▸ What you need to do
Keep to the lines from the one with "Target: woman's hand" through the end of the data, and write them out exactly.

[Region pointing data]
********************
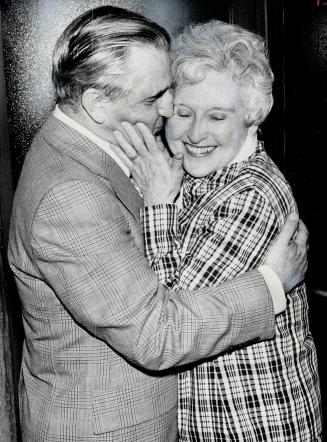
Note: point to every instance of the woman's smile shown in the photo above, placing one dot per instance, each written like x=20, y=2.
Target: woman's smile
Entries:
x=199, y=151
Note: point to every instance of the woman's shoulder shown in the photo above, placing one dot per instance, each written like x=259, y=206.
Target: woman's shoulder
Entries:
x=269, y=182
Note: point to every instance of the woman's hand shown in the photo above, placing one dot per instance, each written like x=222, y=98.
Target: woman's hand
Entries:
x=157, y=174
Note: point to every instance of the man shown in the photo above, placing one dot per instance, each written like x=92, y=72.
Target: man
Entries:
x=98, y=327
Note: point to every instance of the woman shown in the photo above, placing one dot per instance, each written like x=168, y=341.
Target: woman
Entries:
x=234, y=202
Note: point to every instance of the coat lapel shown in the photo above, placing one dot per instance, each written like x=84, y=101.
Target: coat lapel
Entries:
x=67, y=141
********************
▸ Response area
Target: woman's hand
Entries:
x=157, y=174
Note: point to every instance of the man shown in the photo above, placing one dot per instance, each written like x=92, y=72.
Target: man
Entries:
x=98, y=327
Note: point to every instance of the woman shown in the photo above, placing one dot per instance, each written like x=168, y=341.
Target: woman
Entries:
x=234, y=202
Note: point to every instance of the coat lapel shown in the photo above, placing one dot per instance, each written like x=84, y=101.
Target: coat lapel
Entries:
x=67, y=141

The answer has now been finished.